* _ARTICLE_
____

If I have learned anything in my programming career, it is this: building reusable software, truly reusable software, is an incredibly hard problem right up there with naming things and cache invalidation. My ideas on this crystallized in 2004 when I read Facts and Fallacies of Software Engineering for the first time. It's kind of a hit-or-miss book overall, but there are a few gems in it, like fact #18:There are two "rules of three" in [software] reuse:Yes, this is merely a craftsman's rule of thumb, but the Rule of Three is an incredibly powerful and effective rule of thumb that I have come to believe deeply in. It's similar to the admonition to have at least one other person review your code, another rule of thumb that is proven to work. To build something truly reusable, you must convince three different audiences to use it thoroughly first.
- It is three times as difficult to build reusable components as single use components, and
- a reusable component should be tried out in three different applications before it will be sufficiently general to accept into a reuse library.
We have this problem. And it's chronic too. I don't see it as a bad thing. We are a pretty smart crowd with a lot of varied interests and we've got a pretty strong "go your own way" culture inspired by the creator of the Propeller, Chip Gracey, who regularly challenges basic assumptions to pretty great effect I think. And I think most of us do.
I'm hoping for some fun discussion, hopefully no serious biting, and perhaps some realizations we can all take home and consider as we build, do, create, hack, explore, that's all.
My thoughts on it later, either in context of discussion, or just later after I've thought it through some.
Comments
Once you have programmed for a while, you get used to common routines that most programs require. Things like the printf function in C did not just happen by accident. It was inserted to satisfy a general need for formatting output. Other languages have specific output formatting functions as well. We even use them in spin (though they are not inbuilt) - the xxx.hex, xxx.dec, xxx.char/out/tx are all output formatting functions.
Now, how you go about reusing code varies. On the ICL mini, we had up to 20 cores (yep, on a computer released in 1969) with cog memory for each core (called partition memory) and hub memory for all cores (called common memory). Each core could execute code directly from cog or hub and jump between them. I best tell you that the cores were not true cores in todays sense, but were time switched and controlled by hardware.
Most of the actual OS was loaded into hub memory and remained resident. Calls to the OS were made by each core as required. The hub code was known as re-entrant code because all cores could execute it concurrently (although time sliced). So the OS code was actually "reused" code but designed by the supplier.
What I did was to work out what other functions were commonly required by my programs, and I loaded these up as routines into hub at the beginning of the day. This way, all my "reusable" routines were actually loaded, and my "user" programs could call these routines as required. No need to recode these routines, nor include them, in each of my programs.
I had routines to control the video terminal so that all I did was to call a routine in hub and pass it the address (row/col) on the screen, and pass it the address of the string to display. I did the same for printing - pass it addresses for headings, reset the page counter, and then just print lines by passing the address of the data line. All printing of headings, page numbers and page formatting was controlled by the hub routines - so they were reused by any program that needed to print. I later extended the hub routines to compress and spool to disc without requiring the original programs to be modified at all. This only touches the surface of the reusable routines that I built.

____

* _SOURCE EXCERPT_
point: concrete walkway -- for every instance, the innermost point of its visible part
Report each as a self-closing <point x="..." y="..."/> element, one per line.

____

* _SET TASKS_
[1] In the thread on reusable software, what name was given to the hub code that all cores on the ICL mini could execute concurrently?
[2] Supply a continuation of the thread on reusable software, beginning after its final sentence.
The data stand apart from the thread on reusable software and are not connected to it.

* _ANSWERS IN ORDER_
[1] It was known as re-entrant code.

[2]
To illustrate one particular benefit of using these reusable "common" routines in hub, I had a group of particular programs that often searched the database for specific stock movements over the past few years. These programs took quite some time to run. Because these all utilised my "common" routines, I was able to bypass the OS for these particular searches, and yielded a 30 fold increase in performance. And, I only had one instance to change. This was pretty important as in those days, compiling a program took anything from 30 minutes to many hours!!!
On one system I wrote for a client, I had over 500 user programs in the system. Most of these would be run many times daily. And of course, these routines were used as the basis of other systems I wrote.
So, I think it fair to say, I think reusable code is extremely beneficial. And that I totally disagree with that quote!
I have endeavoured to do something similar to the PropOS that I have been working on. I am also a firm believer in standards, if you can get any agreement. To this end, I believe we have failed miserably for the prop. The only thing useful is obex. Of course, it's just my opinion.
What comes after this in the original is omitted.